(Source records)
·····

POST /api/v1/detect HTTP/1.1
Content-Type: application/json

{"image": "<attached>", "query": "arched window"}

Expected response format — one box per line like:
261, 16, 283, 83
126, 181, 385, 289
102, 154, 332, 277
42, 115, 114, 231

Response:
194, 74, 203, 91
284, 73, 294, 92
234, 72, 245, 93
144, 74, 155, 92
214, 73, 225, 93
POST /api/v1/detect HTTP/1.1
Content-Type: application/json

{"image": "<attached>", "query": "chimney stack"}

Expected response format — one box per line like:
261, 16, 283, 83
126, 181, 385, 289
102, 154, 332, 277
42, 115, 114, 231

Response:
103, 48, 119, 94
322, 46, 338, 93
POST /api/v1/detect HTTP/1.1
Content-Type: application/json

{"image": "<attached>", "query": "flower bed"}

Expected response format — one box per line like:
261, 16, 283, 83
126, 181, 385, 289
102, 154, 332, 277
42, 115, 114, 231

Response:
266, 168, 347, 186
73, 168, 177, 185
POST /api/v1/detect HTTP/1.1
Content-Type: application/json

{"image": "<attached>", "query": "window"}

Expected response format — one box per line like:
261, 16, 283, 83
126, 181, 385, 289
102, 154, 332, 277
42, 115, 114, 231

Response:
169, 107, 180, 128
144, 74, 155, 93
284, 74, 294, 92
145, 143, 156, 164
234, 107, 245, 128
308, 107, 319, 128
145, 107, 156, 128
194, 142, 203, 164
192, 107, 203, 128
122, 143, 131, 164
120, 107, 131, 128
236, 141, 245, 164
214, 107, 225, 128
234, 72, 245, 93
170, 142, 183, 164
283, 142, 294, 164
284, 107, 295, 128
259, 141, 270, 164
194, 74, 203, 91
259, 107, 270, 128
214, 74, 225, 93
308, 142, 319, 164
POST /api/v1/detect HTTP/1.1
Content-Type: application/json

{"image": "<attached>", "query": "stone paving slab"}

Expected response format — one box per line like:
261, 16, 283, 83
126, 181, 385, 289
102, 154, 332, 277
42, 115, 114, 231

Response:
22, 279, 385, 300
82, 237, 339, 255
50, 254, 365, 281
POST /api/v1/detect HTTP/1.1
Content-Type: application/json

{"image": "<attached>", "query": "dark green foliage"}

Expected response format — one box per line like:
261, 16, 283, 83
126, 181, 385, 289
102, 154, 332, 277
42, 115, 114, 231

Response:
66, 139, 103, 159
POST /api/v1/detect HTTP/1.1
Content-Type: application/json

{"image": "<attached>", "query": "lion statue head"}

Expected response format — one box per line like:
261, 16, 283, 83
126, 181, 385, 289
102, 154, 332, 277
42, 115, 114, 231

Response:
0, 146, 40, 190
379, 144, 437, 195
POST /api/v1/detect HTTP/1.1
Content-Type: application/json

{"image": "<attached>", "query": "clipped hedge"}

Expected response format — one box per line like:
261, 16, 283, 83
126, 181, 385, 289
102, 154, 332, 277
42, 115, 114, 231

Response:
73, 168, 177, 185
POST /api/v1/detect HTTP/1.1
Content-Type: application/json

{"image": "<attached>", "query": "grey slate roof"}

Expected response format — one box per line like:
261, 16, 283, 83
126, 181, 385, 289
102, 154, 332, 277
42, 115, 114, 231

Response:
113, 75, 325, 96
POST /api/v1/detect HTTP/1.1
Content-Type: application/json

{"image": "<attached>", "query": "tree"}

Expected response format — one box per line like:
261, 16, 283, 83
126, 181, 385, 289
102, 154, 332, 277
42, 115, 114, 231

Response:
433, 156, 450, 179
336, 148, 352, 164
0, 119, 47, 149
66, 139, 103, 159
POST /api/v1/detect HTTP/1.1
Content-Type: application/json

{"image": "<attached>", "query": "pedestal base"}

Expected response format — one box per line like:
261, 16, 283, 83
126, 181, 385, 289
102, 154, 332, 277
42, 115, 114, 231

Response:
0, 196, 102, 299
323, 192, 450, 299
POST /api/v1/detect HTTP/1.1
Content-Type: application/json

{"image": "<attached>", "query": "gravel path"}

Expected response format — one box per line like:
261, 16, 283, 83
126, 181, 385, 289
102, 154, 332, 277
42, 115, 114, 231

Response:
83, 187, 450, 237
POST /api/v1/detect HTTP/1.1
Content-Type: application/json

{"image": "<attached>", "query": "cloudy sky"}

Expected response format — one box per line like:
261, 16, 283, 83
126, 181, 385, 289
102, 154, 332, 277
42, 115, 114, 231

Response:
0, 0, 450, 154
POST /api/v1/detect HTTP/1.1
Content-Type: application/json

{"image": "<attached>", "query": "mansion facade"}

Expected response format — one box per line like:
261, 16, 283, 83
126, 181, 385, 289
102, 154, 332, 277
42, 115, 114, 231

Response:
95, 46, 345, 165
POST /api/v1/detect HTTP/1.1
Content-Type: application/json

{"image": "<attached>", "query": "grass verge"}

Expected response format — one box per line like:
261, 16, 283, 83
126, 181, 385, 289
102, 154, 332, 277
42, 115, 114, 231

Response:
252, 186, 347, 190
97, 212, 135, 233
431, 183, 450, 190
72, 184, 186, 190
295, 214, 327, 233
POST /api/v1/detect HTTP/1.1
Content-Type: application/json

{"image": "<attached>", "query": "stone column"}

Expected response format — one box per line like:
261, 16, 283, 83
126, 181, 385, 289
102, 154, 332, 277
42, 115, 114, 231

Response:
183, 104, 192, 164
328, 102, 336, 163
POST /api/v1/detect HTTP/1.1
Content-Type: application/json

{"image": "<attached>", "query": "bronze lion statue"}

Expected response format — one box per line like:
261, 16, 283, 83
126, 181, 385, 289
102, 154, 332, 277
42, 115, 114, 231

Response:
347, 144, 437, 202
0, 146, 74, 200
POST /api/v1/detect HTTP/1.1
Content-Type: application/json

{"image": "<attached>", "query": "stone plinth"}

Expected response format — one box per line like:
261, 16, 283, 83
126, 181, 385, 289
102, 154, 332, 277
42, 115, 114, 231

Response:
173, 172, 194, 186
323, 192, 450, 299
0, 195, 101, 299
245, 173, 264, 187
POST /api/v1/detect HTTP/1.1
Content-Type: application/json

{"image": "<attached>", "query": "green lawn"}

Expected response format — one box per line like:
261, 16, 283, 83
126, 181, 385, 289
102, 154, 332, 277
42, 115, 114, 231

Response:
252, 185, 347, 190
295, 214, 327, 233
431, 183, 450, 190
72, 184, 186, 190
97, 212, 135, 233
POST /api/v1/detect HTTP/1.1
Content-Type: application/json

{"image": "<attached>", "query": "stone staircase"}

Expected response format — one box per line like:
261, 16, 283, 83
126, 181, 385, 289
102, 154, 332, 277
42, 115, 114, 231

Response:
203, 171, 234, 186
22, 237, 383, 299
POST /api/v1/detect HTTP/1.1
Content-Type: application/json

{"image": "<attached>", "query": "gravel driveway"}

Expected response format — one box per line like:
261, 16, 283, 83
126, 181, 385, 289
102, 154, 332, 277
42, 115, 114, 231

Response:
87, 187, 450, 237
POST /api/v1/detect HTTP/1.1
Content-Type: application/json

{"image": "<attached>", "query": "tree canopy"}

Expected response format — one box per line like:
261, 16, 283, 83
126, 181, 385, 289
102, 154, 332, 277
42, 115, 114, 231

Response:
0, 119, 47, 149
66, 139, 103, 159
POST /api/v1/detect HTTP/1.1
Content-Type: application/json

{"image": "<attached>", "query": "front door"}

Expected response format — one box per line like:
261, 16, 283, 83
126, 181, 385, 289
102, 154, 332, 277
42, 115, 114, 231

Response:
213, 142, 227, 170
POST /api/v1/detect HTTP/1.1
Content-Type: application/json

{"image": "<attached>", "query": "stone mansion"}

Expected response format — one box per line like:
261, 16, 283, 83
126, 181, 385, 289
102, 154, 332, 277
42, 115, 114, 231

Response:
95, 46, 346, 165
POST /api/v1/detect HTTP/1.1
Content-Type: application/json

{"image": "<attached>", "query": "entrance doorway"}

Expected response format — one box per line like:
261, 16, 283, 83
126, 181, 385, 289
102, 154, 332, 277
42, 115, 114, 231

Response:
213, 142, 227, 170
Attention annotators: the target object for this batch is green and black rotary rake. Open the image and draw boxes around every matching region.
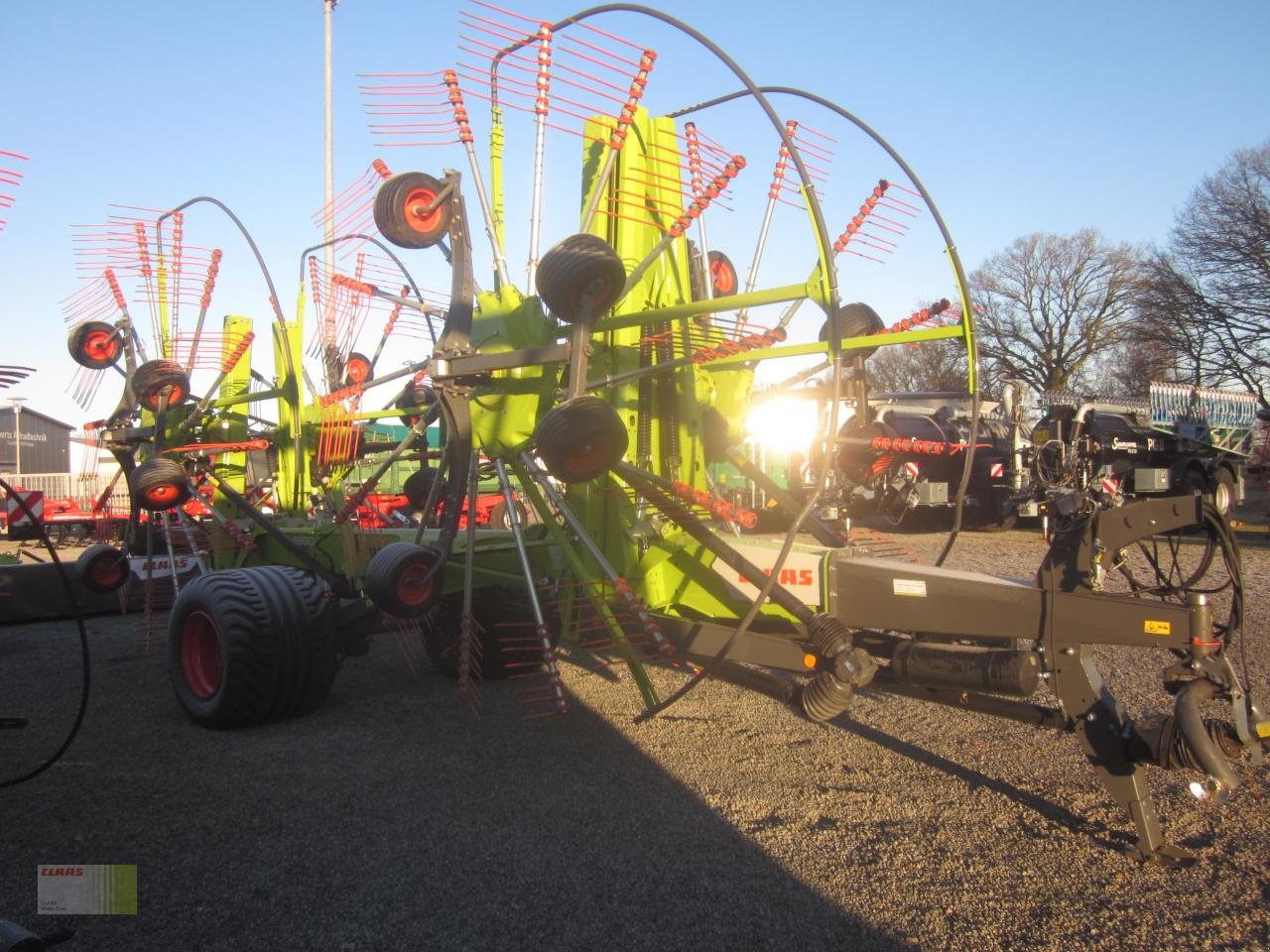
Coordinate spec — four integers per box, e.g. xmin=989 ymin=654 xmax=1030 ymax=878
xmin=60 ymin=4 xmax=1270 ymax=860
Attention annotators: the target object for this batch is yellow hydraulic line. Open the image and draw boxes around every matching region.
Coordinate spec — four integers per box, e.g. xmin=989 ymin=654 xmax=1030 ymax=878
xmin=489 ymin=105 xmax=507 ymax=254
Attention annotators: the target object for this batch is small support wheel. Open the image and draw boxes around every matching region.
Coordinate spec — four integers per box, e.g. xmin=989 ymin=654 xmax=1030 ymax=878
xmin=707 ymin=251 xmax=739 ymax=298
xmin=820 ymin=302 xmax=886 ymax=358
xmin=396 ymin=381 xmax=437 ymax=426
xmin=535 ymin=394 xmax=629 ymax=482
xmin=66 ymin=321 xmax=123 ymax=371
xmin=401 ymin=466 xmax=437 ymax=511
xmin=366 ymin=542 xmax=442 ymax=618
xmin=344 ymin=350 xmax=375 ymax=387
xmin=128 ymin=458 xmax=190 ymax=513
xmin=75 ymin=543 xmax=132 ymax=593
xmin=132 ymin=361 xmax=190 ymax=412
xmin=834 ymin=420 xmax=897 ymax=486
xmin=536 ymin=232 xmax=626 ymax=323
xmin=375 ymin=172 xmax=449 ymax=248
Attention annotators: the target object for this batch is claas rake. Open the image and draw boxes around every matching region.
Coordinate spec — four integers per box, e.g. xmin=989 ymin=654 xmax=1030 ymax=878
xmin=60 ymin=4 xmax=1270 ymax=861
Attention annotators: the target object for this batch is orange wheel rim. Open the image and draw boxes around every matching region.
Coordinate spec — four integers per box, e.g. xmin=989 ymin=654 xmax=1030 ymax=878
xmin=181 ymin=612 xmax=225 ymax=701
xmin=405 ymin=187 xmax=442 ymax=234
xmin=344 ymin=358 xmax=371 ymax=384
xmin=710 ymin=260 xmax=736 ymax=295
xmin=398 ymin=562 xmax=433 ymax=606
xmin=82 ymin=330 xmax=119 ymax=361
xmin=145 ymin=482 xmax=181 ymax=505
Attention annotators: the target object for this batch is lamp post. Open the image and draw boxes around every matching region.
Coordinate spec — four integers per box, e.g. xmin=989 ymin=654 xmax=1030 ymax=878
xmin=8 ymin=398 xmax=27 ymax=482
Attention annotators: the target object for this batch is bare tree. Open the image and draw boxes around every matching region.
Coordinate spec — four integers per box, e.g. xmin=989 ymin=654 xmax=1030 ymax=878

·····

Instructions to follow: Which lines of the data above contain the string "gravel"? Gather each of them in full, treating uppercase and lowercase as different.

Full answer:
{"image": "<attached>", "query": "gravel path"}
{"image": "<attached>", "query": "gravel driveway"}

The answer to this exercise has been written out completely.